- Work instructions
Turn every line of the listing below into a numbered list, skipping blank lines. Leave the pictures out.
---------- Given records
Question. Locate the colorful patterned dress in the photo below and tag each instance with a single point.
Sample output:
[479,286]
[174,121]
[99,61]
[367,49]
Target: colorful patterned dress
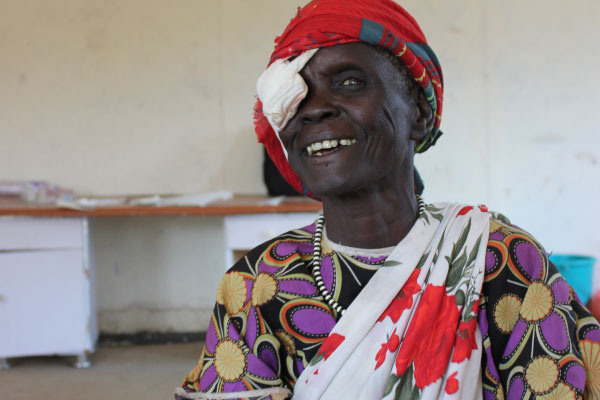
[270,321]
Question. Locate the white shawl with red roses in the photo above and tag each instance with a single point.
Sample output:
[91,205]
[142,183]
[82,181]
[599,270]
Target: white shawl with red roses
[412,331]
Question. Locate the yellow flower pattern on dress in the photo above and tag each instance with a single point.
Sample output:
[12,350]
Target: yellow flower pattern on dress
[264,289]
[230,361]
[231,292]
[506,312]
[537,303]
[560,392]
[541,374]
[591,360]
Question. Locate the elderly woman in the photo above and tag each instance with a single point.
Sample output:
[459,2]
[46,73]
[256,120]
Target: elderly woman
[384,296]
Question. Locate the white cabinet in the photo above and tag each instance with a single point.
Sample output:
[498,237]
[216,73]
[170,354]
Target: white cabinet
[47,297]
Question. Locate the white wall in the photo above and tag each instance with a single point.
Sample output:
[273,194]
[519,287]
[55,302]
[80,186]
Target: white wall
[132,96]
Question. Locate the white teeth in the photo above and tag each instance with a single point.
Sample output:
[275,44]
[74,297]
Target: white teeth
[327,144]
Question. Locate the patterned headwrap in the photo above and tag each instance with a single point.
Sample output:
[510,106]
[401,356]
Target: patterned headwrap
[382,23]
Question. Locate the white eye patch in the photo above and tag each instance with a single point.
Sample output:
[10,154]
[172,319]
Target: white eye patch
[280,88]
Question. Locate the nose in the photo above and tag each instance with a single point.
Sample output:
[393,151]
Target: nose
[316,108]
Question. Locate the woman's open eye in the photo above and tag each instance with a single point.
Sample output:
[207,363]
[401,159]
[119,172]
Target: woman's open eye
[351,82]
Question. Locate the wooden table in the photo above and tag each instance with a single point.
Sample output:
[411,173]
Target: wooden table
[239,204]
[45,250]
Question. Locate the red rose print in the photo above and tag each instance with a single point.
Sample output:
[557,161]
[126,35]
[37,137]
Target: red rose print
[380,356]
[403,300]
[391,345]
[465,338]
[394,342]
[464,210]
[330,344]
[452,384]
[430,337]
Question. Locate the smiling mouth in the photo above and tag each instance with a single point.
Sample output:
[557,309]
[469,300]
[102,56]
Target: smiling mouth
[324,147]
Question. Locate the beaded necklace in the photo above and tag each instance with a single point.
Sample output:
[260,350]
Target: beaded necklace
--------------------
- Result of this exercise
1. Question. Locate the colorful patterned dress in the photo below and tag each instance with a single point.
2. Sample output:
3. [479,286]
4. [174,121]
5. [99,61]
6. [367,49]
7. Target: colorful patterned dress
8. [270,321]
9. Question. Locate the white shawl with red roses in the photo above and tag each instance with a single point.
10. Sample output:
11. [91,205]
12. [142,183]
13. [82,181]
14. [599,270]
15. Target: white shawl with red roses
16. [412,331]
17. Question. Locate the yellow flower pattern on dress in the photo above and tag each instance with a single point.
18. Sample output:
19. [12,350]
20. Target: yellow flower pattern on dress
21. [264,289]
22. [230,361]
23. [231,292]
24. [506,312]
25. [537,303]
26. [560,392]
27. [541,374]
28. [591,360]
29. Question. Locate the elderly woman in the photo above and tag each instance with a single point.
30. Sample output:
31. [459,2]
32. [46,73]
33. [256,120]
34. Target: elderly woman
35. [384,296]
36. Question. Locate the white cabinet in the photo above and tag each instance with a single point.
37. Sample output:
38. [498,237]
39. [216,73]
40. [170,354]
41. Target: white cabinet
42. [47,297]
43. Question. Locate the white wall in the photo above and tag each instance with a single point.
44. Sample output:
45. [273,194]
46. [519,287]
47. [55,302]
48. [80,186]
49. Target: white wall
50. [132,96]
51. Question. Locate the white teeth in the photo above and tag each instance with a single point.
52. Sample output:
53. [275,44]
54. [74,297]
55. Target: white teeth
56. [327,144]
57. Question. Locate the patterned headwrap in the photo above and tag each instance with a single point.
58. Sample output:
59. [510,106]
60. [401,356]
61. Target: patterned headwrap
62. [382,23]
63. Question. Locate the white eye patch in the photo above and tag each instance with a single point.
64. Sample output:
65. [10,154]
66. [172,319]
67. Target: white eye patch
68. [280,88]
69. Question. Locate the nose in the photo above and tag each instance with a single point.
70. Sample output:
71. [393,151]
72. Target: nose
73. [316,108]
74. Question. Locate the woman's open eye in the photo above and tag each instance with a single point.
75. Sample output:
76. [207,363]
77. [401,159]
78. [119,172]
79. Target: woman's open eye
80. [351,82]
81. Question. Locate the wooden table in the photo above and tag each instance with a single point.
82. Sample output:
83. [411,173]
84. Target: wooden table
85. [239,204]
86. [45,250]
87. Question. Locate the red rose print in the photo above and tag each instance with a single point.
88. Sample output:
89. [557,161]
90. [126,35]
91. [37,137]
92. Target: red rose print
93. [380,356]
94. [403,300]
95. [391,345]
96. [465,338]
97. [394,342]
98. [464,210]
99. [330,344]
100. [452,384]
101. [430,337]
102. Question. Locate the smiling mouth in the photo above and tag each instance with a single point.
103. Sample output:
104. [557,309]
105. [469,300]
106. [102,56]
107. Target: smiling mouth
108. [324,147]
109. Question. Locate the beaded necklace in the photo above and tag each instance with a single point.
110. Sample output:
111. [260,350]
112. Target: beaded necklace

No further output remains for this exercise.